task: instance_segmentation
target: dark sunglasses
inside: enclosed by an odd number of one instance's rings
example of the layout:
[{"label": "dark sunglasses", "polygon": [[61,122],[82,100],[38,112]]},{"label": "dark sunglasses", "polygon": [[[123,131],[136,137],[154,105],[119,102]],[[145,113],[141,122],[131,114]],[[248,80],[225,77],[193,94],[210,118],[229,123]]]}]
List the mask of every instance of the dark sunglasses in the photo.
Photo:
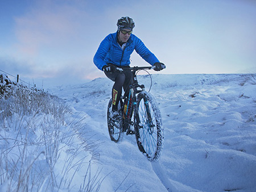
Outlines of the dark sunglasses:
[{"label": "dark sunglasses", "polygon": [[121,30],[122,34],[123,35],[125,35],[126,34],[128,34],[128,35],[131,35],[133,32],[133,31],[125,31],[125,30]]}]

§ **OBJECTIVE**:
Would you mind returning each entry above word for word, skipping the images?

§ **EXERCISE RESULT**:
task: instance_segmentation
target: dark sunglasses
inside: enclosed by an odd number of one instance's rings
example of the layout:
[{"label": "dark sunglasses", "polygon": [[61,122],[82,100],[38,112]]},{"label": "dark sunglasses", "polygon": [[[123,131],[136,137],[154,105],[119,102]],[[145,113],[141,122],[131,114]],[[248,80],[225,77],[193,94],[210,118],[229,123]]]}]
List the mask of every instance of the dark sunglasses in the photo.
Photo:
Outlines of the dark sunglasses:
[{"label": "dark sunglasses", "polygon": [[121,30],[122,34],[123,35],[125,35],[126,34],[128,34],[128,35],[131,35],[133,32],[133,31],[125,31],[125,30]]}]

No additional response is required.